Over time, small efforts like a monthly blog or shareable social media posts build momentum, helping you grow your audience without shrinking your wallet.

Repurpose Materials 

Keeping a consistent flow of marketing content can be challenging, but don’t be afraid to reuse and repurpose what you already have. For example, a single roof installation project (shout out to our client DDS Services) can generate a wealth of content across multiple channels:

  1. Social media:
    1. Before and after video 
    2. Before and after still images 
    3. Final images
    4. Final video 
    5. Voice over video with team insights 
    6. Time-lapse of the process 
  2. Website 
    1. Case study
    2. A blog post detailing strategies used
    3. News update announcing project completion 
    4. Client testimonial 
  3. Email Marketing
    1. Project spotlight in the newsletter 
    2. Email series with behind-the-scenes insights and lessons 

One project can easily generate at least 12 content ideas that can be shared, reused, and reformatted across all your channels!

* EXCERPTED DATA:
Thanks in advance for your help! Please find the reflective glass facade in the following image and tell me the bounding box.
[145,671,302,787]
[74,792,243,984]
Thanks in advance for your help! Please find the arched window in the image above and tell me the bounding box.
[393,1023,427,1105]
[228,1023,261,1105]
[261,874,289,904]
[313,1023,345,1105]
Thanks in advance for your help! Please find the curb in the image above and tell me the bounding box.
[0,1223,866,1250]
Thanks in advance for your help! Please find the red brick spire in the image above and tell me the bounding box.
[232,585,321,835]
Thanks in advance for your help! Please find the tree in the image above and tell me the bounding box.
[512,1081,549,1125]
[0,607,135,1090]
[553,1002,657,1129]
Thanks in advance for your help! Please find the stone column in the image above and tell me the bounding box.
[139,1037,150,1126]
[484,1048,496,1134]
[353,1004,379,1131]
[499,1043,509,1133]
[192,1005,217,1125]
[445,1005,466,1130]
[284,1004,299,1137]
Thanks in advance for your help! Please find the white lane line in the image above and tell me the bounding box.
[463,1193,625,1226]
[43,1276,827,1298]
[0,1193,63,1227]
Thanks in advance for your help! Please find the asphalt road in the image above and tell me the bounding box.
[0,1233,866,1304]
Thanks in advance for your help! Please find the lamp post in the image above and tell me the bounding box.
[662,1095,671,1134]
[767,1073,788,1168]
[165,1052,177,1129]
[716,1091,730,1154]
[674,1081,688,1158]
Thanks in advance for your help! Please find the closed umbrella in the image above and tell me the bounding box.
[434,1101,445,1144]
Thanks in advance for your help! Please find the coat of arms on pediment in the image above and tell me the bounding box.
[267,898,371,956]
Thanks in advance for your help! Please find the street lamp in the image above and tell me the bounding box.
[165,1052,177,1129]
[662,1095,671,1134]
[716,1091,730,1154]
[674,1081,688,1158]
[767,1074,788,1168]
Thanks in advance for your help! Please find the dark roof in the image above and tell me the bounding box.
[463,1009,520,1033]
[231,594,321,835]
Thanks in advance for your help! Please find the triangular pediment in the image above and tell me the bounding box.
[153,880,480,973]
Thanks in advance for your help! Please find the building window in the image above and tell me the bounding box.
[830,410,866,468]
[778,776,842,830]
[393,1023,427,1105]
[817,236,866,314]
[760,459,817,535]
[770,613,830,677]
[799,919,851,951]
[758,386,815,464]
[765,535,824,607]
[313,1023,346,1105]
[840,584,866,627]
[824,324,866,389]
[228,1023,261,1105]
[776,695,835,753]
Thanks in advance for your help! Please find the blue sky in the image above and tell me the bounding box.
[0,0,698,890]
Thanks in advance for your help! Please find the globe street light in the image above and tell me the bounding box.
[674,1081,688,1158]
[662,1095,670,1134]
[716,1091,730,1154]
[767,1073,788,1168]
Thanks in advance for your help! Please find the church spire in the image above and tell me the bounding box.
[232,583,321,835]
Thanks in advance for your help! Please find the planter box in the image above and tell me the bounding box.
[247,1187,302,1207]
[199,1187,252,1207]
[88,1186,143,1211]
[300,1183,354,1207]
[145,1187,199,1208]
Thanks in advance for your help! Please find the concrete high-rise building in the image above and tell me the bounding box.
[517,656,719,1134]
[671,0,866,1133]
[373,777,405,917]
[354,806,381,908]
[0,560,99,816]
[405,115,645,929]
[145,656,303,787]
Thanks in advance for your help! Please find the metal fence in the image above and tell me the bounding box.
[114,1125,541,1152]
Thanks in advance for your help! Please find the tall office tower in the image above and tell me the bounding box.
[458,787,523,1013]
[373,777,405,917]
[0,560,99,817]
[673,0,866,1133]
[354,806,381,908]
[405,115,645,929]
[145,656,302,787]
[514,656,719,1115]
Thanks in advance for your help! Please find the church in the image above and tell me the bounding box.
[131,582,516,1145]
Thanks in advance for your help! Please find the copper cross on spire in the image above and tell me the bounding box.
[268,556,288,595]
* * *
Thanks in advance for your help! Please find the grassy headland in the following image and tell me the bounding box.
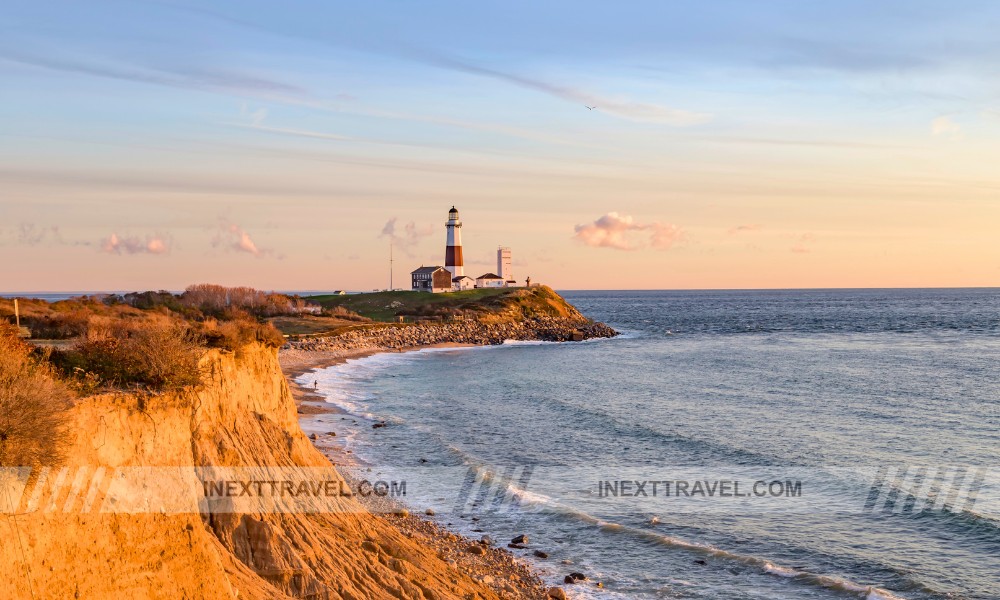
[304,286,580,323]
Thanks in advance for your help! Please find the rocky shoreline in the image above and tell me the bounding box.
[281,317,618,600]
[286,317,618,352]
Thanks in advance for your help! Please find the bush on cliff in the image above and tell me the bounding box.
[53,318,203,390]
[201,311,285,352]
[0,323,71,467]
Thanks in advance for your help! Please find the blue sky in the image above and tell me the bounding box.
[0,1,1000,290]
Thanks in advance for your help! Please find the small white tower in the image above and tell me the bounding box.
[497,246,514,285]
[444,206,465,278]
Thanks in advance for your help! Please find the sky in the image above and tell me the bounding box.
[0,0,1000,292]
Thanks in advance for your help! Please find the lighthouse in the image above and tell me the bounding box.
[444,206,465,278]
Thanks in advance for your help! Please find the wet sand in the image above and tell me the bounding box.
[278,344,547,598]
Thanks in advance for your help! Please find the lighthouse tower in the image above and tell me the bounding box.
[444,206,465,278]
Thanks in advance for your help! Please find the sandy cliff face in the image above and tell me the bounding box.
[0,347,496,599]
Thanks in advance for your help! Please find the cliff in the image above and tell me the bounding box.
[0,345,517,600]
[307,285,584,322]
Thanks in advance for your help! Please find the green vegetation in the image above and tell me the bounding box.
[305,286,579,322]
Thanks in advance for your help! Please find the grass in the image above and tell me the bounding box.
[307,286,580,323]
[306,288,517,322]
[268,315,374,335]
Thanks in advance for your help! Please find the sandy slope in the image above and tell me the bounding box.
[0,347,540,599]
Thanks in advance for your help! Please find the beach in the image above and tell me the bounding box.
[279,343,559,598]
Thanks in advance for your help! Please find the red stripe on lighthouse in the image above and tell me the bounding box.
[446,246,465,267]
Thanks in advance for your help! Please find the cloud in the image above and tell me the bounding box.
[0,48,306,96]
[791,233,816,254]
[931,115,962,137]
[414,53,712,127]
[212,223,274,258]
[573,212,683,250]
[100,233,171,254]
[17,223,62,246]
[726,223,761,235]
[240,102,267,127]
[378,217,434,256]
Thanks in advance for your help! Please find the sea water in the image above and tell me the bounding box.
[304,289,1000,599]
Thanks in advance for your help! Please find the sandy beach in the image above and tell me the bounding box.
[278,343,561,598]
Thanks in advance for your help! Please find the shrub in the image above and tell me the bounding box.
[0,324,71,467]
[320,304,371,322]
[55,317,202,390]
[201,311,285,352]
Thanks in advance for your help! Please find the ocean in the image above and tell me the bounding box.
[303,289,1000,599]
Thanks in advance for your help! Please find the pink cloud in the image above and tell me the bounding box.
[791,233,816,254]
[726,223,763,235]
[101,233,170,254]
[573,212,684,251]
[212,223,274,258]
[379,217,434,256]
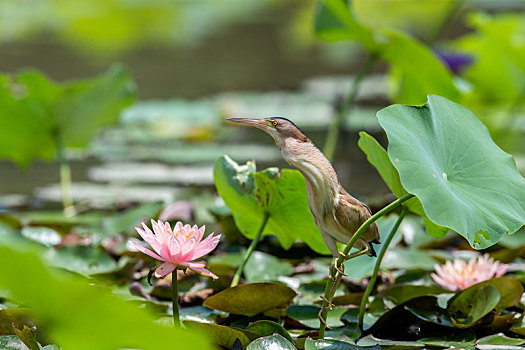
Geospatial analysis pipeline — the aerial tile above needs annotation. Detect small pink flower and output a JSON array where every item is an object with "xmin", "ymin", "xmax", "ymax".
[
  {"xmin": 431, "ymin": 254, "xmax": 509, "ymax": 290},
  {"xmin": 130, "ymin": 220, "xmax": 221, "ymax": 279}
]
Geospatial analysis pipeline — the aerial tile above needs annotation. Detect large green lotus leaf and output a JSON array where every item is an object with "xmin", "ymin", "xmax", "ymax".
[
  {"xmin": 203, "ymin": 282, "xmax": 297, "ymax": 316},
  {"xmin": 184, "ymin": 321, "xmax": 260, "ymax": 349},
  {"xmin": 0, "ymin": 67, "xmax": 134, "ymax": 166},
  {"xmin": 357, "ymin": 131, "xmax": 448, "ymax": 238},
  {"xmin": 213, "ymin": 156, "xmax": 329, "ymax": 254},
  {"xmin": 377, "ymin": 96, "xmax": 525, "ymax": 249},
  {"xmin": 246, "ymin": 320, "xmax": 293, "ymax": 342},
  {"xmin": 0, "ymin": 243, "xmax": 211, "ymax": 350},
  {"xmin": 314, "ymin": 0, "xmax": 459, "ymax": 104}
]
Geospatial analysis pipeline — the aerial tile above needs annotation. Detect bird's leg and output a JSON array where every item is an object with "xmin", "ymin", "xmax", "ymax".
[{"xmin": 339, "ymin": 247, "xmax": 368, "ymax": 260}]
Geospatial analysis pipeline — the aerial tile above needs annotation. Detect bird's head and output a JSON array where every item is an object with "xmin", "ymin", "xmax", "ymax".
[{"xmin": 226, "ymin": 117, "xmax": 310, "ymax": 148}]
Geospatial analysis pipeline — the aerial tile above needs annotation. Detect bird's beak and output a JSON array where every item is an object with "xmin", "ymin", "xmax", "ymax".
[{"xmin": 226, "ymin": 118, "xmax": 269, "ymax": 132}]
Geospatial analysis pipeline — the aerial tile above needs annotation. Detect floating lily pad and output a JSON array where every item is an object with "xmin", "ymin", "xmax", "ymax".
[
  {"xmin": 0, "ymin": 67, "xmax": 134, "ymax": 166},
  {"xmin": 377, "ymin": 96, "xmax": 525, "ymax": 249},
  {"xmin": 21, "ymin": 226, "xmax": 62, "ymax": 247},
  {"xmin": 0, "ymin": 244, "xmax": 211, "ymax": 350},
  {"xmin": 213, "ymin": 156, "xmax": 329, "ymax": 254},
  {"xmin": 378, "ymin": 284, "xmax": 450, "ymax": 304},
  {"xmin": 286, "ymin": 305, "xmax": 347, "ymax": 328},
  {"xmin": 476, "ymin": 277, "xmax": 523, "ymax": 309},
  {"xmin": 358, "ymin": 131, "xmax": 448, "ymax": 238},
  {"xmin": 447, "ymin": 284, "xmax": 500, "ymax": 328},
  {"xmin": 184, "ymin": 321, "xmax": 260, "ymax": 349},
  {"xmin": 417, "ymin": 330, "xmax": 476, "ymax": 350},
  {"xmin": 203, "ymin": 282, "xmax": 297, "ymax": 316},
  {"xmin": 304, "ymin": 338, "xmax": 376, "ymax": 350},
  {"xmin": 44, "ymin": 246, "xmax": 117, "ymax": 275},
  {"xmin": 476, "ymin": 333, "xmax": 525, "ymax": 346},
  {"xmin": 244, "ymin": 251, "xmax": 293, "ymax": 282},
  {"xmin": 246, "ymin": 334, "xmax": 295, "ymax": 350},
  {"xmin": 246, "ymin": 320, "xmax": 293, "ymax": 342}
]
...
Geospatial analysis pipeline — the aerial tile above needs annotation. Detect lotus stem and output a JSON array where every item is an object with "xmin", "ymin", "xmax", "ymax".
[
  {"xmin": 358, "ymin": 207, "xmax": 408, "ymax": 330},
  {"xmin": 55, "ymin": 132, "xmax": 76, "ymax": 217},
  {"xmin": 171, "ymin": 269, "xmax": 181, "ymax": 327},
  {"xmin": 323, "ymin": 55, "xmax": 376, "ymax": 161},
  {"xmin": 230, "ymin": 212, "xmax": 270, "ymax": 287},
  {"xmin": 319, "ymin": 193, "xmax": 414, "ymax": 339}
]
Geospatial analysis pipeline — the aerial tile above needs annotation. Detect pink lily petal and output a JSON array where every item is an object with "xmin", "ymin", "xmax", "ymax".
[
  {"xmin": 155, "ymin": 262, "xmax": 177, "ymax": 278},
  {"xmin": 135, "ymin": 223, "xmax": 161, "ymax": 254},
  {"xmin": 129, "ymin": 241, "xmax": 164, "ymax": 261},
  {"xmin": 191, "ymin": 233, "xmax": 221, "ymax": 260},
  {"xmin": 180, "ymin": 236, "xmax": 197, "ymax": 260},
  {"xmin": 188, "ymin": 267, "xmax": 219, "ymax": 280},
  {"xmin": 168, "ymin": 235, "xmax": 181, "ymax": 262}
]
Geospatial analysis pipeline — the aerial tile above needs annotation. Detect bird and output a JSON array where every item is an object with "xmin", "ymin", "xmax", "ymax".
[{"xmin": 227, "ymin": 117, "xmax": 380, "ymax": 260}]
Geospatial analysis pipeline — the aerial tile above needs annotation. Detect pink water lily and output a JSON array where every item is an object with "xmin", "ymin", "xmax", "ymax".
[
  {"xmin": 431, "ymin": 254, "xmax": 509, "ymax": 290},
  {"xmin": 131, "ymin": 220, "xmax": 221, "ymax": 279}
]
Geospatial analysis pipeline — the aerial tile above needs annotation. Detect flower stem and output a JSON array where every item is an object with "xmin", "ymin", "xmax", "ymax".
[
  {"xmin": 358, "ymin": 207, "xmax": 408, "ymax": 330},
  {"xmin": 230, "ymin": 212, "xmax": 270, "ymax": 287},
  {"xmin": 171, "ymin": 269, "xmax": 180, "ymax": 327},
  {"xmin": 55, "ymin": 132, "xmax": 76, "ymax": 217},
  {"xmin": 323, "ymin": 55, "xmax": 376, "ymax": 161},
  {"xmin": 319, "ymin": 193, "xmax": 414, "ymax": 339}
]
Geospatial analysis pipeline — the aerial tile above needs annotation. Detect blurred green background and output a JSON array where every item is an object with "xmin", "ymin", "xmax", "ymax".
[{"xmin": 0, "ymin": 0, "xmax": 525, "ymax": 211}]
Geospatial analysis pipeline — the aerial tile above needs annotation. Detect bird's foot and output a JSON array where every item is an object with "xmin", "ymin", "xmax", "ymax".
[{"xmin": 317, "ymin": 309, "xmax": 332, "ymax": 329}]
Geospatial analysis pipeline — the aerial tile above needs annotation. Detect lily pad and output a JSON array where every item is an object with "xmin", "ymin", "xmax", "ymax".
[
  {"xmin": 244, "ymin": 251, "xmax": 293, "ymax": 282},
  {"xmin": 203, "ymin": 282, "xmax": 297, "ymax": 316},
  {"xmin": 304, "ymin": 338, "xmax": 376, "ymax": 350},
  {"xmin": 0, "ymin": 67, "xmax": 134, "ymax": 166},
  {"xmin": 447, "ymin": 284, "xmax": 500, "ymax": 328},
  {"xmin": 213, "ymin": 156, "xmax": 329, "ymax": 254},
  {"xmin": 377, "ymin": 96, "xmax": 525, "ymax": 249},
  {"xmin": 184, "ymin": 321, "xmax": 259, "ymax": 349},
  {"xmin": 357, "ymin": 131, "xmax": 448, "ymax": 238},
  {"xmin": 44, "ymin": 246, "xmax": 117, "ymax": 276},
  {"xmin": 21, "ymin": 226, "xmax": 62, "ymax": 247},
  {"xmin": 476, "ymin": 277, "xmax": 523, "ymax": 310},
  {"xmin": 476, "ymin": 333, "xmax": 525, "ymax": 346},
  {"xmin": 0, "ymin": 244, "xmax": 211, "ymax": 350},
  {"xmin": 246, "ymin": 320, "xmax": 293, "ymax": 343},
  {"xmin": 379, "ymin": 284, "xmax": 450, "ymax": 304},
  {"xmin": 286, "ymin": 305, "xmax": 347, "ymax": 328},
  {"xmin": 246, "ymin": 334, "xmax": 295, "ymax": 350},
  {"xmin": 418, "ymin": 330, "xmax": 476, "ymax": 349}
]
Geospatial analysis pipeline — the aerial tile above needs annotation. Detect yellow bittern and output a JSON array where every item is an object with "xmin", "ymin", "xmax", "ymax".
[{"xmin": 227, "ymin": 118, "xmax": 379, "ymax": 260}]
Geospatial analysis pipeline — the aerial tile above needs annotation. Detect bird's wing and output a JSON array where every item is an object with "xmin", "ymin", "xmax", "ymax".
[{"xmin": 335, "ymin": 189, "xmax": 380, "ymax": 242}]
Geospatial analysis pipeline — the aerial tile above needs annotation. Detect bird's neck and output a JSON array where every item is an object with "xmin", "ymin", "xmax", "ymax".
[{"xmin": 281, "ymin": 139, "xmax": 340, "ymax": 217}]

* SET PROBLEM:
In the passage on repurposing marketing materials, whose roof installation project is used as the example?

* RESPONSE FOR THIS EXERCISE:
DDS Services, a client